E, com isso, obtive o assunto deste memorando: não se Biden continuará concorrendo ou desistirá – ou se vencerá caso continuar – mas sim como alguém pode não ter nenhuma dúvida. Será mais um dos meus memorandos “curtos”, considerando a vida útil incerta da candidatura de Biden.
Essa escolha de assunto me traz à mente uma outra vez em que ouvi uma pessoa altamente credenciada expressar certeza. Nesse caso, um reconhecido especialista em assuntos externos afirmou a um grupo do qual eu fazia parte que havia “uma probabilidade de 100% de que os israelenses ‘eliminassem’ a capacidade nuclear do Irã antes do final do ano”. Ele parecia ser um verdadeiro insider e eu não tinha motivos para duvidar da sua palavra. No entanto, isso foi em 2015 ou 2016, e ainda estou esperando o “antes do final do ano” chegar (em sua defesa, ele não disse em que ano).
Como indiquei no meu memorando A ilusão do conhecimento (Setembro de 2022), não há maneira de um analista macro oferecer uma previsão que incorpore corretamente todas as muitas variáveis que sabemos que afetarão o futuro, bem como as influências aleatórias sobre as quais pouco ou nada se pode saber. É por esse motivo, como escrevi no passado, que os investidores e outras pessoas que estão sujeitas aos caprichos do macrofuturo devem evitar o uso de termos como “vai”, “não vai”, “tem que”, “não pode”, “sempre” e “nunca”.
Política
Quando chegou a eleição presidencial de 2016, havia dois aspectos sobre os quais quase todos tinham certeza: (a) Hillary Clinton venceria, mas (b) se por algum capricho do destino Donald Trump vencesse, o mercado de ações entraria em colapso. Os especialistas menos convictos afirmavam que Clinton tinha 80% de probabilidade de vencer, e as estimativas da sua probabilidade de vitória variaram daí para cima.
Mesmo assim, Trump venceu e o mercado de ações subiu mais de 30% nos 14 meses seguintes. A resposta da maioria dos analistas foi ajustar seus modelos e prometer fazer melhor da próxima vez. A minha foi dizer: “se isso não for suficiente para convencê-los de que (a) não sabemos o que vai acontecer e (b) não sabemos como os mercados reagirão ao que realmente acontece, não sei o que é”.
Mesmo antes do amplamente discutido debate presidencial ocorrido há três semanas, ninguém que conheço manifestou muita confiança sobre o resultado das próximas eleições. Hoje, a Sra. O’Malley Dillon provavelmente suavizaria sua posição em relação à certeza de uma vitória de Biden, explicando que foi pega de surpresa pelo resultado do debate. Mas esse é o ponto! Não sabemos o que vai acontecer. A aleatoriedade existe.

□ □ □ □ □

## [Tarefas do exercício]
• a. Transcreva do texto, sem mudar nada, o trecho que começa nas palavras "Mesmo antes do" e termina depois das palavras "A aleatoriedade existe.".
• b. De acordo com o texto, quanto o mercado de ações subiu nos 14 meses depois da vitória de Trump?
As linhas são um material separado do texto.

□ □ □ □ □

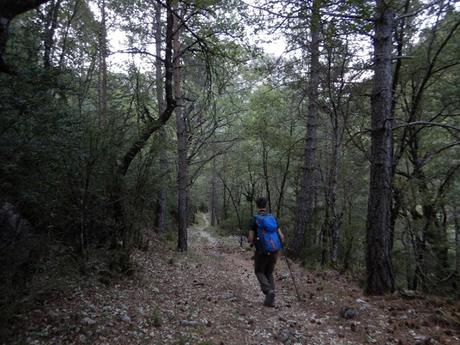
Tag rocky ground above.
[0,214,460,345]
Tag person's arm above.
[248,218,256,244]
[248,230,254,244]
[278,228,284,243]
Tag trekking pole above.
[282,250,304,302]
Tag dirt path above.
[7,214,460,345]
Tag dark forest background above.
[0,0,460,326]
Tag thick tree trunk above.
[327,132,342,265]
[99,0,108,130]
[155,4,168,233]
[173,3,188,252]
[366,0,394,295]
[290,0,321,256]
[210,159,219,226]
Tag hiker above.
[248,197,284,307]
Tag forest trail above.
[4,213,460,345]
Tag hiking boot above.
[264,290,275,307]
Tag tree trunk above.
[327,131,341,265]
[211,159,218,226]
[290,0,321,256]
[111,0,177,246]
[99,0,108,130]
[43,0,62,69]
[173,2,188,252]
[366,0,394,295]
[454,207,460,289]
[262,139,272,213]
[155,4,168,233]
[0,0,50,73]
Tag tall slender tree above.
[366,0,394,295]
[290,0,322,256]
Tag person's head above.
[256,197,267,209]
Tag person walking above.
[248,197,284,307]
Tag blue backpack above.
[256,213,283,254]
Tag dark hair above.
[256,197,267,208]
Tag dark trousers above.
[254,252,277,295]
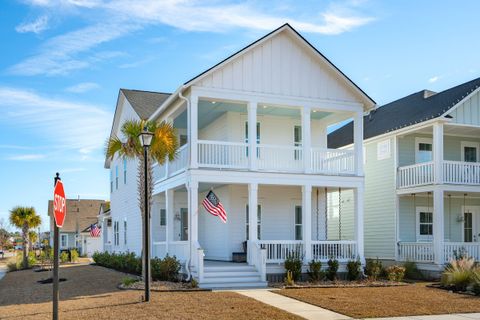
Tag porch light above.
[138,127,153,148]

□ □ □ □ □

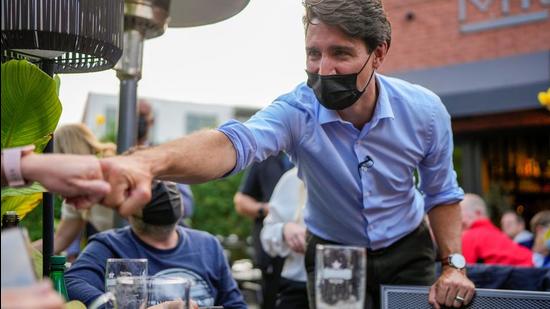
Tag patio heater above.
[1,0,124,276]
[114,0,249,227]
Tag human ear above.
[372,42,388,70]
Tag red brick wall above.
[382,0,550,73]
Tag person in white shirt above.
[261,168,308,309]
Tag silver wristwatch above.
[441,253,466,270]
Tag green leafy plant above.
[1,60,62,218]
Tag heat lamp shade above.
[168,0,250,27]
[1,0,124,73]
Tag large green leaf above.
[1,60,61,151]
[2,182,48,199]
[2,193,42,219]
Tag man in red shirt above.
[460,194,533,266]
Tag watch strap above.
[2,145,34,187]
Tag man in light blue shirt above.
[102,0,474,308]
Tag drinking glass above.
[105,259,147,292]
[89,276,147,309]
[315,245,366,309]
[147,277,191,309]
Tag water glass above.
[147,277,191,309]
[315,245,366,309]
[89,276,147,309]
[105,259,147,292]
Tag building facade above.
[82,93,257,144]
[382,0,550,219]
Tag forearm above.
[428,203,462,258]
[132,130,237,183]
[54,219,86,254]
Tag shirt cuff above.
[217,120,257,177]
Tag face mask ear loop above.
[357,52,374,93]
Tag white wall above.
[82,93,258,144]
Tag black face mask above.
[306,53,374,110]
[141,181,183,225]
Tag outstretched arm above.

□ □ □ □ □

## [Respostas por item]
• a.
Mesmo antes do amplamente discutido debate presidencial ocorrido há três semanas, ninguém que conheço manifestou muita confiança sobre o resultado das próximas eleições. Hoje, a Sra. O’Malley Dillon provavelmente suavizaria sua posição em relação à certeza de uma vitória de Biden, explicando que foi pega de surpresa pelo resultado do debate. Mas esse é o ponto! Não sabemos o que vai acontecer. A aleatoriedade existe.

• b. Mais de 30%.